Task to carry out -
Format the lines of the entries below as a JSON list of strings, one string per line with blank lines omitted. Start at the line that contains "red trailer, where" and end at the last line of the entries.

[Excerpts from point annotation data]

——————

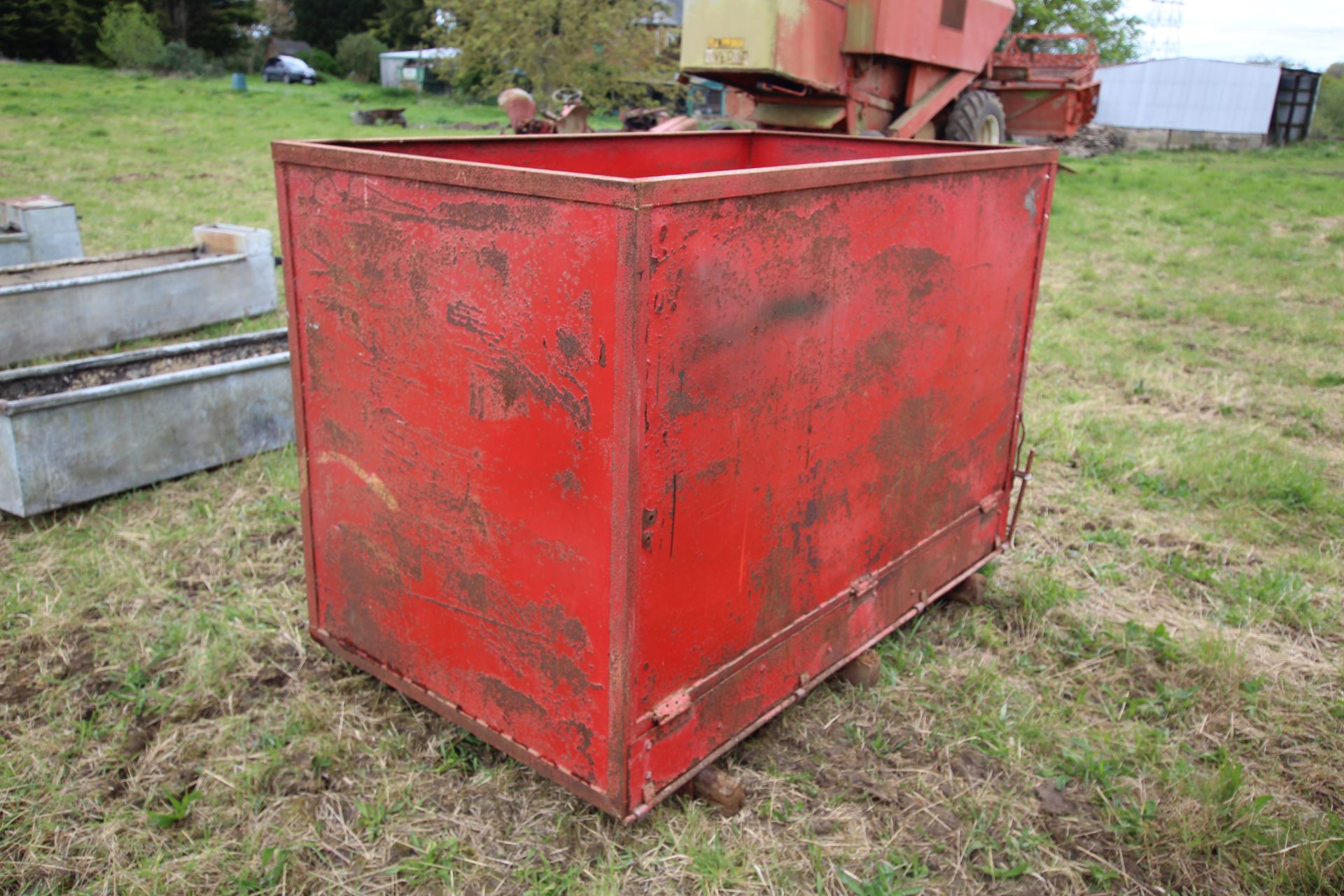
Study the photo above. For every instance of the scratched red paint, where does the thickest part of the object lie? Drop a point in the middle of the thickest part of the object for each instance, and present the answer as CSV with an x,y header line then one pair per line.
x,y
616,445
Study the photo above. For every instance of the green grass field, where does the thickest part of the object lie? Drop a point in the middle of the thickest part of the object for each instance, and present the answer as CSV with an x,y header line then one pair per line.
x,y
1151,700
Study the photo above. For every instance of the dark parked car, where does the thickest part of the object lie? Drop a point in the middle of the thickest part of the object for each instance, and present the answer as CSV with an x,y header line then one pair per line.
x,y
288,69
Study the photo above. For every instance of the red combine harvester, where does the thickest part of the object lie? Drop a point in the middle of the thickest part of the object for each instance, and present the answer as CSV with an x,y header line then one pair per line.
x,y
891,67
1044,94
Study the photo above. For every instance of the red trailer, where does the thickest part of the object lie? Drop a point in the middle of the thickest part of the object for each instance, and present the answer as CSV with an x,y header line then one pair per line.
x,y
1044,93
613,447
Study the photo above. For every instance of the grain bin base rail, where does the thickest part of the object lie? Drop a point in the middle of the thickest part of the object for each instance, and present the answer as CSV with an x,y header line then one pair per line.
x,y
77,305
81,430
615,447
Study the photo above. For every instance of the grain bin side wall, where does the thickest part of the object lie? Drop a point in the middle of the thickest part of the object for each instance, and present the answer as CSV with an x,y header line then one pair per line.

——————

Output for this task -
[
  "Study the photo above. For every instance of the red trailer, where does the thickest part of the object lie? Drop a point in the middle of the thickest part of the object for each instance, and present the answer as CSV with an x,y header line then one pair per line.",
  "x,y",
  "1044,93",
  "613,447",
  "Study the photo above. For every instance of the grain bin base rail, where does the thickest part of the object lie? Drop a point in the middle of the thickest part of the object for each instance, and present the answer as CSV with an x,y header line then one pair per line.",
  "x,y",
  "77,305",
  "81,430",
  "615,447",
  "Study the photo above. For every instance of the grain bin side wall, where does the thickest part of the object lie? Drop a point in the middle of the thickest part of the object for each instance, and present the answer as CSV with an x,y header line then one pair per line."
]